TASK. Return every line of the records that contains the word "weathered".

RECORD LIST.
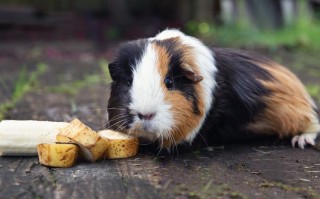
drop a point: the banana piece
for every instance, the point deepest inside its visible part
(92, 146)
(58, 155)
(20, 138)
(121, 145)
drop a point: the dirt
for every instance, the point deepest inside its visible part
(255, 170)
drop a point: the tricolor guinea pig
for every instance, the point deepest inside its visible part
(171, 88)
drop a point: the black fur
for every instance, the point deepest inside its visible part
(128, 55)
(237, 97)
(180, 82)
(121, 73)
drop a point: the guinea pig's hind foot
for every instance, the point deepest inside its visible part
(304, 139)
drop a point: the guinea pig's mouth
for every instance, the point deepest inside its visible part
(143, 130)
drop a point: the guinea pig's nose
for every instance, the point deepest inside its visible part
(147, 116)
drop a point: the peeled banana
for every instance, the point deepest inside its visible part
(20, 138)
(58, 155)
(92, 146)
(121, 145)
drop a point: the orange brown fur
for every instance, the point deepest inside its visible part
(289, 108)
(185, 119)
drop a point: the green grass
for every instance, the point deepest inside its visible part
(74, 87)
(24, 83)
(303, 34)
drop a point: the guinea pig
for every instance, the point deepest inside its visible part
(171, 88)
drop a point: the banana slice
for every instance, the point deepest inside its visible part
(121, 145)
(92, 146)
(58, 155)
(20, 138)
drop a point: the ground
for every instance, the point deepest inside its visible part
(69, 79)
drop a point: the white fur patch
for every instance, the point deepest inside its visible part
(147, 96)
(206, 65)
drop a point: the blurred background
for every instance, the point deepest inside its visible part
(53, 51)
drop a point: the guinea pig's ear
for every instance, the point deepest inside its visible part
(190, 73)
(113, 69)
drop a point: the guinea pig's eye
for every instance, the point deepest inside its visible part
(168, 82)
(128, 82)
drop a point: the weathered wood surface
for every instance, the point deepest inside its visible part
(229, 172)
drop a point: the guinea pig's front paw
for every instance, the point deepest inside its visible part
(304, 139)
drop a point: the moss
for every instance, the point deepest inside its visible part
(309, 191)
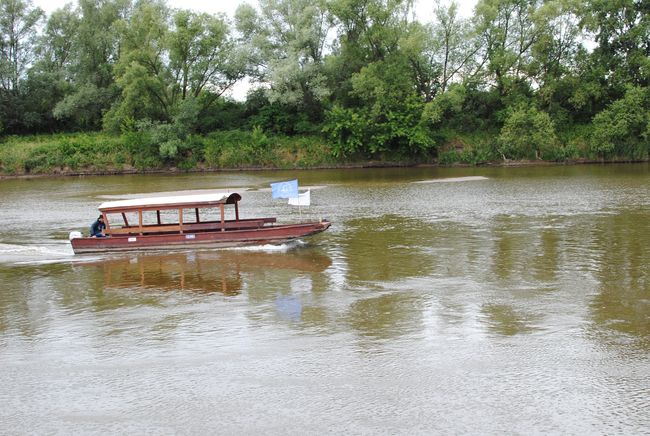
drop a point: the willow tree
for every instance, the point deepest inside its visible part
(289, 41)
(18, 32)
(173, 65)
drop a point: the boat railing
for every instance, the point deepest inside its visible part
(192, 227)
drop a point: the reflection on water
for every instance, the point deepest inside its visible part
(513, 300)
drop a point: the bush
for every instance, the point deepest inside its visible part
(527, 134)
(623, 129)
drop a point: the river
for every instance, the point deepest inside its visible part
(441, 301)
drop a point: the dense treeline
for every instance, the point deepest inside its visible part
(520, 79)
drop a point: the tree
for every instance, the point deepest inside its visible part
(288, 38)
(509, 29)
(18, 24)
(168, 58)
(94, 50)
(527, 134)
(623, 128)
(621, 29)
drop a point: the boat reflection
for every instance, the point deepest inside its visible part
(200, 271)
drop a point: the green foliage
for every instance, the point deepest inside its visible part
(62, 153)
(514, 81)
(623, 129)
(527, 134)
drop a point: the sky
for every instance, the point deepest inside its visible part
(423, 11)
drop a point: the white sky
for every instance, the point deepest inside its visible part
(423, 11)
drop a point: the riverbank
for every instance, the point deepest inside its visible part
(86, 154)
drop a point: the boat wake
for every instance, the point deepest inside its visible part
(282, 248)
(36, 253)
(453, 179)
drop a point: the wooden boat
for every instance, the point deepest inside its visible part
(189, 221)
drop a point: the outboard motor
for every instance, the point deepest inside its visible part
(74, 235)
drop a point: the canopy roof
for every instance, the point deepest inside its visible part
(173, 202)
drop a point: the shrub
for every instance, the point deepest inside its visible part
(527, 134)
(623, 129)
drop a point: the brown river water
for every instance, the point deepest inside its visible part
(441, 301)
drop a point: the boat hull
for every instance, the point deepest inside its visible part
(276, 234)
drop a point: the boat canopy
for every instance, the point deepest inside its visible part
(172, 202)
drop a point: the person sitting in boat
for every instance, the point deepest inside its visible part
(97, 228)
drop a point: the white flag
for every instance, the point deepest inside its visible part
(303, 199)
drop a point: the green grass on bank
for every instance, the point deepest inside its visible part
(98, 152)
(104, 153)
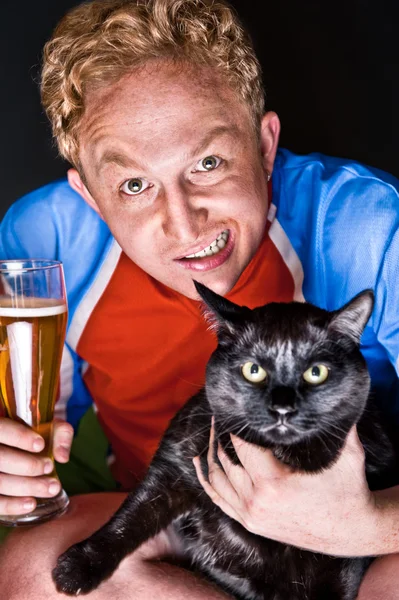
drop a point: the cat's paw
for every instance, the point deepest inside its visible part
(78, 570)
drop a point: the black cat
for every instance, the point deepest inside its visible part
(289, 377)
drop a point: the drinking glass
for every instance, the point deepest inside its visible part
(33, 318)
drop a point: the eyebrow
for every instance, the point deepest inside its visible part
(230, 131)
(116, 158)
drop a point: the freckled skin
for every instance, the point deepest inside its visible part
(249, 566)
(161, 120)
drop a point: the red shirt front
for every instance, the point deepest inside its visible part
(147, 347)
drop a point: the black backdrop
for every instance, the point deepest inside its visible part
(331, 72)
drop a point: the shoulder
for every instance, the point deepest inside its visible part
(53, 218)
(341, 216)
(55, 222)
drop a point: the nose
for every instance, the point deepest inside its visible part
(183, 215)
(283, 400)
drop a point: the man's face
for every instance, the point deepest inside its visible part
(175, 169)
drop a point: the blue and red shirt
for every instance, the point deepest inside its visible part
(138, 349)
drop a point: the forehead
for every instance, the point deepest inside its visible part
(161, 102)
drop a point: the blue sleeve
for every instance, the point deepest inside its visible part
(49, 223)
(28, 230)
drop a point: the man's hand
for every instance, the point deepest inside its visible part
(332, 512)
(22, 473)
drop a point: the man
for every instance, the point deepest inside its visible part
(158, 106)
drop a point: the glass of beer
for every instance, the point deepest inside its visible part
(33, 317)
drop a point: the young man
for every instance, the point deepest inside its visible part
(158, 106)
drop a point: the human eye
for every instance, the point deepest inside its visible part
(135, 186)
(209, 163)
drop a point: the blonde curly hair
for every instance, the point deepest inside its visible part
(99, 42)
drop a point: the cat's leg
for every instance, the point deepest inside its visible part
(144, 513)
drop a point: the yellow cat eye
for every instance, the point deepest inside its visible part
(316, 374)
(253, 372)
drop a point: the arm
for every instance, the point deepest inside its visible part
(25, 232)
(332, 512)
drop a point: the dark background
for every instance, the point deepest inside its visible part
(330, 72)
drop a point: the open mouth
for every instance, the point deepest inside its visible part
(218, 244)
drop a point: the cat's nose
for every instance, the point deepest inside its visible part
(283, 401)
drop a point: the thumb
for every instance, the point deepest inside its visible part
(62, 441)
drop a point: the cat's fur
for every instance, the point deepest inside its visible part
(285, 339)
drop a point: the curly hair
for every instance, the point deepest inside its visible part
(99, 42)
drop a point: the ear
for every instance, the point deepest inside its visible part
(351, 319)
(225, 311)
(270, 134)
(76, 183)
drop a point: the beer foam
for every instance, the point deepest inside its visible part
(33, 311)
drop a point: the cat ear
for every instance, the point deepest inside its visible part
(351, 319)
(225, 311)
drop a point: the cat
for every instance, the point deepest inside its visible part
(289, 377)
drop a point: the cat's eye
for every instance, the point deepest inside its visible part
(253, 372)
(316, 374)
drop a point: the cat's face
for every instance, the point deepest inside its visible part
(286, 372)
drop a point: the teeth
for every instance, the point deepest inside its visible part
(213, 248)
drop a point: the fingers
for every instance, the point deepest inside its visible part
(236, 474)
(20, 436)
(16, 506)
(62, 441)
(257, 461)
(40, 487)
(213, 495)
(17, 462)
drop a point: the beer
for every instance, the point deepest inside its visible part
(31, 342)
(33, 318)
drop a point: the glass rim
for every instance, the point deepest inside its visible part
(32, 264)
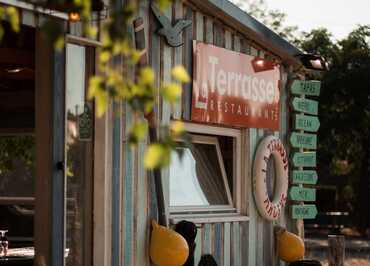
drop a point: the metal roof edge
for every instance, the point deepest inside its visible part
(258, 31)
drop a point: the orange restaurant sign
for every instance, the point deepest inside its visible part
(234, 89)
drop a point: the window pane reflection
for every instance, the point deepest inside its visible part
(196, 178)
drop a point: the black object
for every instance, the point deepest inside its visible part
(189, 231)
(171, 33)
(306, 263)
(207, 260)
(156, 173)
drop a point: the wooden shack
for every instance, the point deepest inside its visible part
(106, 219)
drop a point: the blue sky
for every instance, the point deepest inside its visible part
(339, 16)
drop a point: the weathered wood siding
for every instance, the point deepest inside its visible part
(231, 243)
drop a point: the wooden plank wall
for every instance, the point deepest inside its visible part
(231, 243)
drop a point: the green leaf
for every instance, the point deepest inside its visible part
(157, 155)
(177, 128)
(171, 92)
(13, 17)
(138, 132)
(180, 74)
(146, 76)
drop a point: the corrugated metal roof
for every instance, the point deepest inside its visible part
(254, 29)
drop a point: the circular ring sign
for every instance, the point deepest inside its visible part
(270, 209)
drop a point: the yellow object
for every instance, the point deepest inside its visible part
(167, 248)
(290, 247)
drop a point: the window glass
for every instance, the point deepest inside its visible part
(198, 177)
(78, 158)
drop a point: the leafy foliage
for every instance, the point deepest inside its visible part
(117, 83)
(344, 136)
(274, 19)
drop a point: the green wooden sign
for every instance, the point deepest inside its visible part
(304, 177)
(308, 211)
(307, 123)
(306, 87)
(305, 106)
(303, 140)
(304, 159)
(302, 194)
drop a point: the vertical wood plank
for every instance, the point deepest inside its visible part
(178, 51)
(188, 63)
(154, 59)
(166, 66)
(228, 40)
(199, 20)
(260, 221)
(237, 47)
(206, 248)
(218, 35)
(116, 161)
(128, 211)
(198, 246)
(209, 31)
(252, 209)
(219, 243)
(142, 206)
(244, 234)
(227, 245)
(236, 244)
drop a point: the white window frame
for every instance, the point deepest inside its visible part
(216, 212)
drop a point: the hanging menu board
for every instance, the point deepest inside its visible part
(304, 141)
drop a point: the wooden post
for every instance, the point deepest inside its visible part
(336, 252)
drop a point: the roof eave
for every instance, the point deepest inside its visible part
(254, 29)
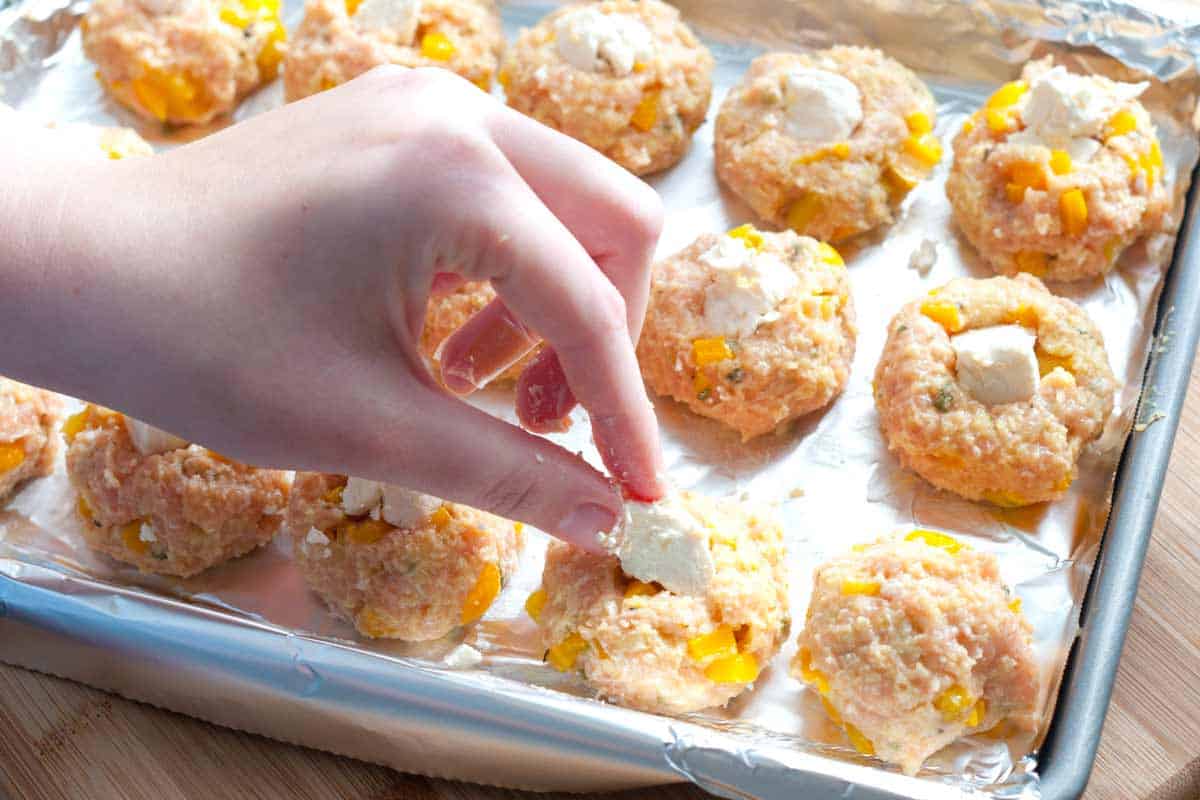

TASK RESULT.
drop a point: the weathered wood surface
drop a point: the weathered wood siding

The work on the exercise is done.